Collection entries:
___
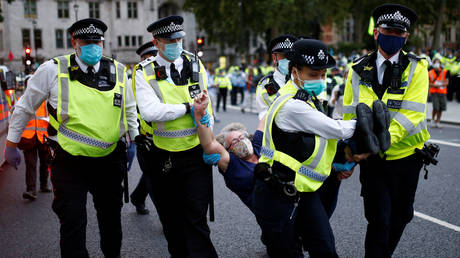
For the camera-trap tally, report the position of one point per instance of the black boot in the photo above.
(381, 124)
(364, 135)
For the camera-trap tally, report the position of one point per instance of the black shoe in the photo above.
(29, 195)
(140, 207)
(45, 189)
(366, 140)
(381, 124)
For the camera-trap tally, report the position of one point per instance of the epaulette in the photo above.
(146, 61)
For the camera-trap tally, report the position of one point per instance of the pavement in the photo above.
(450, 116)
(31, 229)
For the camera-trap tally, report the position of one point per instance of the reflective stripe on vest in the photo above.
(60, 123)
(278, 156)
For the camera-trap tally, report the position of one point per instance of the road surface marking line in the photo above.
(437, 221)
(445, 143)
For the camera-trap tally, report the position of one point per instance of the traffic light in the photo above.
(28, 60)
(200, 42)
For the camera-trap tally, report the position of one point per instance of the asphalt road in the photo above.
(31, 229)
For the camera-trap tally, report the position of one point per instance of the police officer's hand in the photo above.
(12, 156)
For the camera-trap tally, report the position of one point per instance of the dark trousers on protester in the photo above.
(181, 196)
(38, 152)
(388, 190)
(222, 96)
(73, 177)
(142, 189)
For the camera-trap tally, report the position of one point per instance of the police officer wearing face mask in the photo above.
(181, 182)
(270, 84)
(140, 193)
(298, 149)
(88, 153)
(389, 179)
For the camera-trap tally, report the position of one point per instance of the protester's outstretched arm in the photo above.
(207, 140)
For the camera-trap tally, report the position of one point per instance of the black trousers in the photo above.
(222, 96)
(181, 196)
(73, 177)
(38, 152)
(388, 190)
(142, 189)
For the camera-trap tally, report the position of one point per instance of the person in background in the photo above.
(439, 79)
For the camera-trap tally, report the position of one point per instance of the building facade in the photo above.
(42, 26)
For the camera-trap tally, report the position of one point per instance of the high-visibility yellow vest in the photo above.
(38, 125)
(310, 173)
(223, 81)
(89, 121)
(179, 134)
(407, 106)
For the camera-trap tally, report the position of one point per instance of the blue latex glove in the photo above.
(12, 156)
(205, 120)
(347, 166)
(130, 154)
(211, 159)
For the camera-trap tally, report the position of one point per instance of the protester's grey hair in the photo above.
(222, 136)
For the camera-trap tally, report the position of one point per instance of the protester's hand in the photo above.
(211, 159)
(12, 156)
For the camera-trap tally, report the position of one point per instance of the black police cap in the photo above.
(88, 29)
(168, 27)
(147, 48)
(311, 53)
(394, 16)
(282, 43)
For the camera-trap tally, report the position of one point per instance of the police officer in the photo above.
(389, 180)
(88, 153)
(297, 153)
(270, 84)
(165, 85)
(140, 193)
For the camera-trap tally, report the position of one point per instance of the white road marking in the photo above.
(445, 143)
(437, 221)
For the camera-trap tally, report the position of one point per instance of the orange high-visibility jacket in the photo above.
(38, 125)
(438, 77)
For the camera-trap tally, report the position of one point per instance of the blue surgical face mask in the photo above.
(390, 44)
(173, 51)
(313, 87)
(90, 54)
(283, 66)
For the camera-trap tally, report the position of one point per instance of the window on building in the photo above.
(38, 38)
(117, 6)
(133, 41)
(132, 10)
(30, 9)
(26, 38)
(120, 41)
(94, 10)
(69, 39)
(63, 9)
(59, 38)
(1, 40)
(139, 40)
(168, 9)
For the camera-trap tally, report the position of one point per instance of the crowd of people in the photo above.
(320, 116)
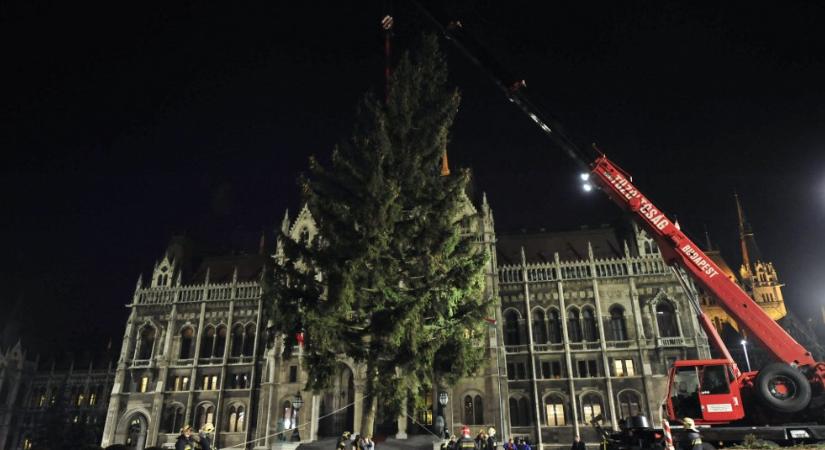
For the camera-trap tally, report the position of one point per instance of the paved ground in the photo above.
(415, 442)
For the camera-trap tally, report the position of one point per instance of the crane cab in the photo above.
(705, 390)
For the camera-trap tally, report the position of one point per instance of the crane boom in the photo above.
(675, 245)
(677, 248)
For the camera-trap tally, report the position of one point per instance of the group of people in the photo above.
(484, 440)
(355, 442)
(201, 441)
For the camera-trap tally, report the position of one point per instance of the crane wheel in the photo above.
(783, 388)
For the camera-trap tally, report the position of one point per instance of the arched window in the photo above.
(666, 319)
(303, 236)
(205, 413)
(220, 341)
(147, 342)
(515, 419)
(539, 327)
(207, 342)
(618, 329)
(187, 343)
(591, 407)
(469, 413)
(574, 326)
(589, 328)
(555, 327)
(235, 419)
(173, 419)
(511, 334)
(249, 340)
(524, 411)
(237, 340)
(554, 411)
(629, 404)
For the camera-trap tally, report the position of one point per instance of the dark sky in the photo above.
(124, 124)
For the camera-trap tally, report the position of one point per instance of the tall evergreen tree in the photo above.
(394, 279)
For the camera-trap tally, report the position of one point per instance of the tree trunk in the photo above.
(371, 406)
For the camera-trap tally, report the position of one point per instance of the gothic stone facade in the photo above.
(584, 335)
(34, 400)
(589, 332)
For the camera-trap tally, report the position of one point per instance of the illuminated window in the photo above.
(235, 423)
(623, 368)
(629, 404)
(591, 407)
(554, 410)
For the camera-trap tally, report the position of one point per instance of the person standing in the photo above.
(491, 439)
(693, 440)
(578, 444)
(342, 441)
(185, 441)
(465, 442)
(205, 436)
(481, 440)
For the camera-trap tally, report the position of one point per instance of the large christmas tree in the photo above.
(394, 279)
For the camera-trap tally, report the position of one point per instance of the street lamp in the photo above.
(297, 403)
(443, 399)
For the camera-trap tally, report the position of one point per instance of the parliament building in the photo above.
(586, 324)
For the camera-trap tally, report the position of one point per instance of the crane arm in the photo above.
(675, 246)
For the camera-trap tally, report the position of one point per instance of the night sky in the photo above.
(125, 124)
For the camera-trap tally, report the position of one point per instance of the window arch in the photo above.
(249, 340)
(511, 328)
(591, 406)
(187, 342)
(469, 410)
(236, 416)
(629, 404)
(515, 419)
(574, 326)
(554, 411)
(666, 320)
(220, 341)
(237, 340)
(589, 327)
(207, 342)
(520, 412)
(205, 413)
(173, 418)
(539, 327)
(146, 343)
(618, 327)
(524, 411)
(555, 326)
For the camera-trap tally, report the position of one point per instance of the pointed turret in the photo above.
(445, 166)
(285, 223)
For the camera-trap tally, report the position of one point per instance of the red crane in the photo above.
(713, 391)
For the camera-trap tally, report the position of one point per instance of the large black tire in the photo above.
(783, 388)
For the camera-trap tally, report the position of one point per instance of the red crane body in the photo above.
(712, 391)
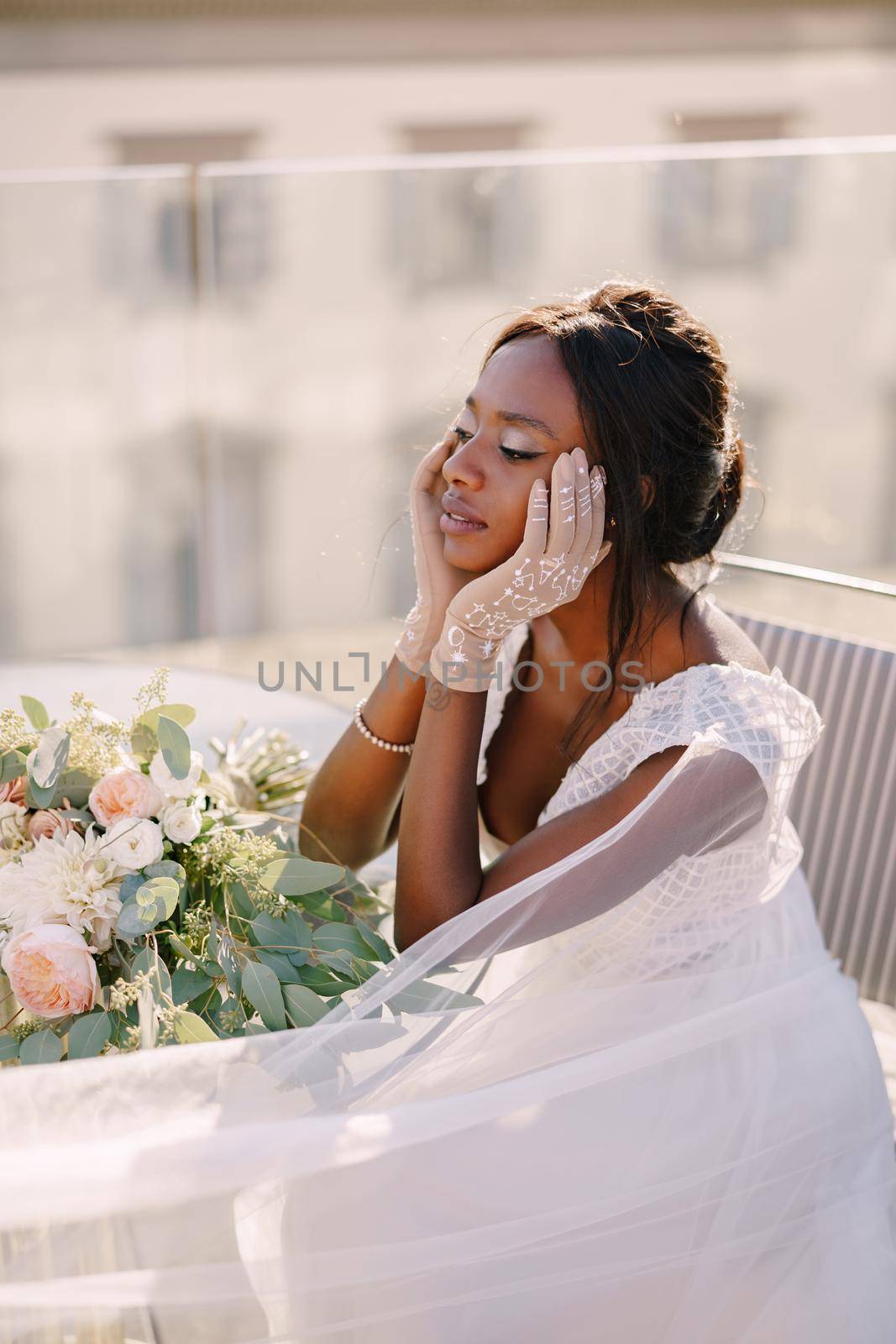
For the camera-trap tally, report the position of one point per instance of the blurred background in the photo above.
(251, 255)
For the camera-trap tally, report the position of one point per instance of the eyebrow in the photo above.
(519, 418)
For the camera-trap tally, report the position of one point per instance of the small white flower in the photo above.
(13, 826)
(181, 822)
(165, 781)
(134, 843)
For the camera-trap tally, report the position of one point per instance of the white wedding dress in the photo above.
(629, 1099)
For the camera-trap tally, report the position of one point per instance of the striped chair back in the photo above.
(844, 801)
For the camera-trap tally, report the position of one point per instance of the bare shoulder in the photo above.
(712, 636)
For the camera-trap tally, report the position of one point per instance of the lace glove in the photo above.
(562, 543)
(437, 581)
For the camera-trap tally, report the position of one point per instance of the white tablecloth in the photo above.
(219, 701)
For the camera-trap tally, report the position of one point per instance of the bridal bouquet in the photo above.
(147, 900)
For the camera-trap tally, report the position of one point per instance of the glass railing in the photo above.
(214, 383)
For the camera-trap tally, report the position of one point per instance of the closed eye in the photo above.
(511, 454)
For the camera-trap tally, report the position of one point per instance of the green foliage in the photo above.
(187, 984)
(174, 745)
(36, 712)
(89, 1034)
(191, 1030)
(302, 1005)
(8, 1048)
(262, 990)
(13, 764)
(298, 877)
(42, 1047)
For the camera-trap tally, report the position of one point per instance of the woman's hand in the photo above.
(437, 581)
(560, 546)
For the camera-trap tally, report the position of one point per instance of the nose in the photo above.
(464, 465)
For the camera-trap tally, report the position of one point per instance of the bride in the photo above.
(613, 1086)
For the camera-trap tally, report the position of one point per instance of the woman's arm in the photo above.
(352, 799)
(715, 801)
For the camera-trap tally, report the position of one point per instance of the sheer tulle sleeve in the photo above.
(604, 1095)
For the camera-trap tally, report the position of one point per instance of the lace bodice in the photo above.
(758, 714)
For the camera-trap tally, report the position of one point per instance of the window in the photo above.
(723, 213)
(458, 226)
(154, 246)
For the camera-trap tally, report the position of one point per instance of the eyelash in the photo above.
(511, 454)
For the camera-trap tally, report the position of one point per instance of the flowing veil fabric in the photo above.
(631, 1097)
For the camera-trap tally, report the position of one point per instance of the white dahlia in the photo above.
(63, 879)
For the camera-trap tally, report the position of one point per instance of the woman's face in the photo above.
(499, 457)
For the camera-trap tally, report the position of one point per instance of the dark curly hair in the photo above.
(656, 394)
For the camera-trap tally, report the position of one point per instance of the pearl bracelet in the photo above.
(371, 737)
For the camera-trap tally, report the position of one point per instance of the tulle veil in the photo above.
(631, 1097)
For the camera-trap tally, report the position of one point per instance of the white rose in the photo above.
(181, 823)
(165, 781)
(132, 843)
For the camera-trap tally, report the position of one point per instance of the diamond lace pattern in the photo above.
(699, 902)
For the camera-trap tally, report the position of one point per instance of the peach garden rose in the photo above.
(51, 971)
(47, 822)
(123, 793)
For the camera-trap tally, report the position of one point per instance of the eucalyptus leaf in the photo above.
(187, 984)
(89, 1034)
(167, 869)
(324, 907)
(222, 948)
(36, 711)
(130, 885)
(8, 1048)
(302, 1005)
(136, 921)
(42, 1047)
(262, 990)
(376, 941)
(282, 967)
(181, 714)
(207, 1001)
(152, 964)
(49, 759)
(175, 746)
(13, 765)
(352, 967)
(343, 964)
(300, 877)
(74, 785)
(338, 937)
(190, 1028)
(163, 891)
(322, 981)
(241, 902)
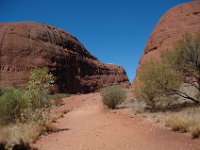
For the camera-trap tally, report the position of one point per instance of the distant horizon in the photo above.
(114, 31)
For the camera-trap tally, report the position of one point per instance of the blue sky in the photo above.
(115, 31)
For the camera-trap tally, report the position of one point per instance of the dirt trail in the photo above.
(91, 127)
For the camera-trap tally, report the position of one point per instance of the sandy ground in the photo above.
(89, 126)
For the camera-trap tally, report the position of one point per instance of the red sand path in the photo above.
(91, 127)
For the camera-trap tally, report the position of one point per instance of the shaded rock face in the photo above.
(182, 19)
(26, 45)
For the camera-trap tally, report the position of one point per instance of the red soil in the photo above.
(89, 126)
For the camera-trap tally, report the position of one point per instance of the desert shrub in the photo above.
(157, 80)
(113, 96)
(184, 57)
(23, 104)
(38, 85)
(12, 104)
(57, 98)
(177, 67)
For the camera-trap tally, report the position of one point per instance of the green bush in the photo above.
(113, 96)
(38, 85)
(157, 81)
(26, 104)
(12, 103)
(57, 98)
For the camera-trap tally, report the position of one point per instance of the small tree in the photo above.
(38, 85)
(185, 57)
(157, 80)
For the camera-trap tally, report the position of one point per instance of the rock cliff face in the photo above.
(26, 45)
(182, 19)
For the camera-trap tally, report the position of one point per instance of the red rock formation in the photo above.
(182, 19)
(25, 45)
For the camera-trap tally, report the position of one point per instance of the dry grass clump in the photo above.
(185, 121)
(14, 134)
(28, 132)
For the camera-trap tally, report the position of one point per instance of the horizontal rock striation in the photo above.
(26, 45)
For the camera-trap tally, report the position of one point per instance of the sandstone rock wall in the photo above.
(26, 45)
(182, 19)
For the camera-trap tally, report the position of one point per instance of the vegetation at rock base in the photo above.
(113, 96)
(156, 81)
(171, 85)
(180, 66)
(26, 113)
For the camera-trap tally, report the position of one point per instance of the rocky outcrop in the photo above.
(182, 19)
(26, 45)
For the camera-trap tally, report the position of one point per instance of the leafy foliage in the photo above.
(185, 57)
(24, 104)
(113, 96)
(177, 66)
(157, 80)
(12, 104)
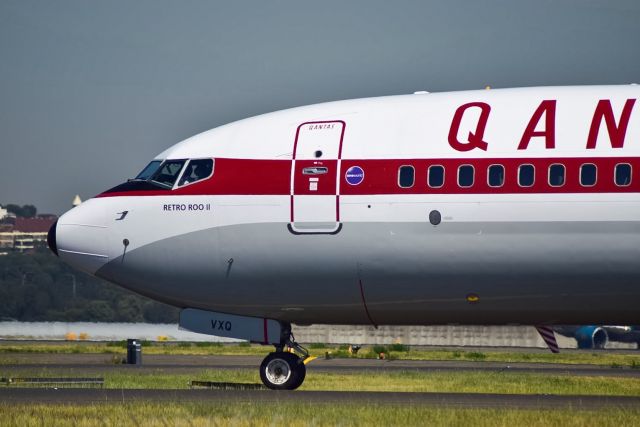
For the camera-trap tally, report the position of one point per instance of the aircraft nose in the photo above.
(80, 236)
(51, 238)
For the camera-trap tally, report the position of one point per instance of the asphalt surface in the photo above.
(96, 363)
(16, 365)
(460, 400)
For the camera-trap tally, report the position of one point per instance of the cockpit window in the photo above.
(148, 170)
(196, 170)
(168, 172)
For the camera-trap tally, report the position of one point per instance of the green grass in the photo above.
___
Problem:
Take the line that contains "aircraft nose in the photo above." and every line after it through the end of the listing above, and repeat them exactly.

Response:
For the camera-trap tally, report the position of one point per instance of the aircraft nose in the photo above.
(80, 236)
(51, 238)
For the camera-trap tally, report the position of one point per instance of the asphalt surface in the photo above.
(96, 363)
(16, 365)
(460, 400)
For the camera-trap tally, report the position of one point per instance of the cockpit window in the photo above.
(148, 170)
(196, 170)
(168, 172)
For the camera-trap tally, report the position of one point per instance of the green grass in the photo above.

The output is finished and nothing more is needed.